• Assigned task
The job is to find each line in the entries holding the string "buckle" and copy that line.
══════
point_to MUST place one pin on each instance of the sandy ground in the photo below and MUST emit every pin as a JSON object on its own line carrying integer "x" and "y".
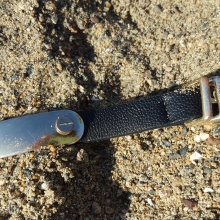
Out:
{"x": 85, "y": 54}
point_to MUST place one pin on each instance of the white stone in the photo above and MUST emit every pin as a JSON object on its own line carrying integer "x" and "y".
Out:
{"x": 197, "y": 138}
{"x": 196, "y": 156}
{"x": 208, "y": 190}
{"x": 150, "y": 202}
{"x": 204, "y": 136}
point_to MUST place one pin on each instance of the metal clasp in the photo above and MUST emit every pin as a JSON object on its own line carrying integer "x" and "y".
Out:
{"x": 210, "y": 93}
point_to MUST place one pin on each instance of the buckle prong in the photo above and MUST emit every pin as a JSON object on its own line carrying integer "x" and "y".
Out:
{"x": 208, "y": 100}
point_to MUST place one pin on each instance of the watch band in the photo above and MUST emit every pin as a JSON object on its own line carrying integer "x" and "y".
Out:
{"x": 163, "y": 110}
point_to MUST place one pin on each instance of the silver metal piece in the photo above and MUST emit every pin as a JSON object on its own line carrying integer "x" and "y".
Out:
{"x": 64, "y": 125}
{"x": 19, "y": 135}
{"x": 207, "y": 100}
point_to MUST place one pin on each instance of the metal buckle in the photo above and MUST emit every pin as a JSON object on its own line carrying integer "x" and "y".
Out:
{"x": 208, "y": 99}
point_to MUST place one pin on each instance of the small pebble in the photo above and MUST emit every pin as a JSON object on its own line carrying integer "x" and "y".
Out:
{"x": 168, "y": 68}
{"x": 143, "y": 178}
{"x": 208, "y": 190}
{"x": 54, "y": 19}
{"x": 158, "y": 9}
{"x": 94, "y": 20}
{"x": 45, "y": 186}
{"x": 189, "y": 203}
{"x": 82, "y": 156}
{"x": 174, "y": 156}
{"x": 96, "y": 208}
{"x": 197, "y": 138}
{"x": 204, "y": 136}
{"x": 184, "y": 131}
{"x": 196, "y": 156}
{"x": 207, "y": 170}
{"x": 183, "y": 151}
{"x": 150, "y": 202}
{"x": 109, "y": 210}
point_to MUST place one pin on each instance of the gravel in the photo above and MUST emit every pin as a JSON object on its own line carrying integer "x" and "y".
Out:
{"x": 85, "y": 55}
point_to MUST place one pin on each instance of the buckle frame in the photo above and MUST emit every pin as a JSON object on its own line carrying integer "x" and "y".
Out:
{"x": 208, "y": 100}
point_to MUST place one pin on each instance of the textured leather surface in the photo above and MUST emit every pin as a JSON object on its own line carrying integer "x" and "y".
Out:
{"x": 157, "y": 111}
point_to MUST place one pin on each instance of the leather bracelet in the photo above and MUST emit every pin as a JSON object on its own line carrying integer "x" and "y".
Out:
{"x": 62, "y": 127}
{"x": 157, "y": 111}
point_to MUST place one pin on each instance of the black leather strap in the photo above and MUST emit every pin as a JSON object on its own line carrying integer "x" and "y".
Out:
══════
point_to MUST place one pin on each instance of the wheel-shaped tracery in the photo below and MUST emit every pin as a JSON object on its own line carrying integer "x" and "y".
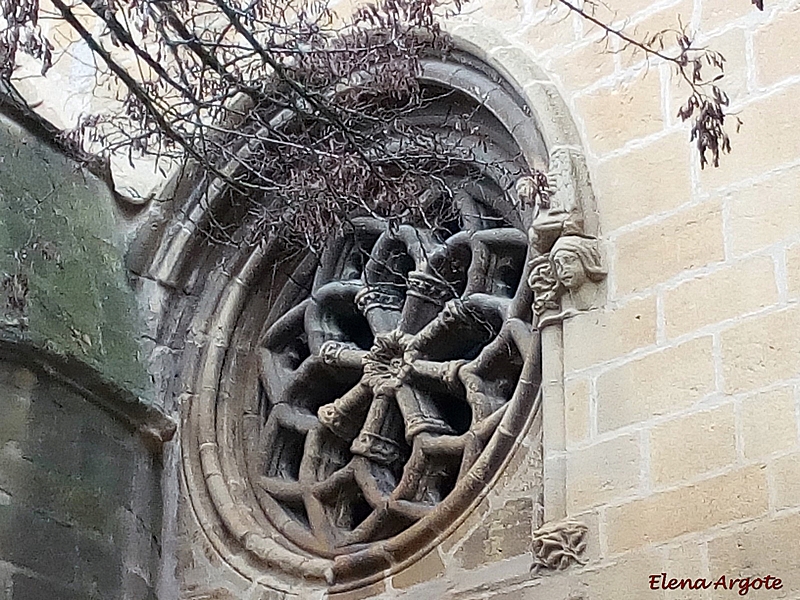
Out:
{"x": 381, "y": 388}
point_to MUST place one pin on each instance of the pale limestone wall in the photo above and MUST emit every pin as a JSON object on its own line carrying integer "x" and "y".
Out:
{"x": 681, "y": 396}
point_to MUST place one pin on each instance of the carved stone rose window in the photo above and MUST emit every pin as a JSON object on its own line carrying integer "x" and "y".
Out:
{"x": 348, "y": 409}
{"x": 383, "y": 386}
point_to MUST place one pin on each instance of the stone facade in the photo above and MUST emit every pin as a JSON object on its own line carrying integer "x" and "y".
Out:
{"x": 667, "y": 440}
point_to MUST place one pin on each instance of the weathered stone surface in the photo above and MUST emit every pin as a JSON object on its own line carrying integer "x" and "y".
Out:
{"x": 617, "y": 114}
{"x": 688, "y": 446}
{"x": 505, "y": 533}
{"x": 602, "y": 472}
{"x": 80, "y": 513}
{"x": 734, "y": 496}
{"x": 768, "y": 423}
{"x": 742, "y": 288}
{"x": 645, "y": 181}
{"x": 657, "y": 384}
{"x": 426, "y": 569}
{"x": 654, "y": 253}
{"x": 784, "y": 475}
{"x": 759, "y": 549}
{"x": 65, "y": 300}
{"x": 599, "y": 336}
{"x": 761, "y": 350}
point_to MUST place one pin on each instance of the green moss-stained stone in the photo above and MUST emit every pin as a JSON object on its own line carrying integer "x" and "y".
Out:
══════
• Task answer
point_to MUST place one pin on each instance of the buckle prong in the photo above and MUST emit every pin as a JSON object on its own line carrying integer "x" and "y".
point_to MUST place one pin on each instance of the metal buckle in the photo above and MUST emit every pin as a JSON object on its own line carrying integer "x" and "y".
point_to MUST place one pin on each instance of the buckle frame in the photo above and MUST emit every pin as a JSON object on its own line carrying integer "x" and "y".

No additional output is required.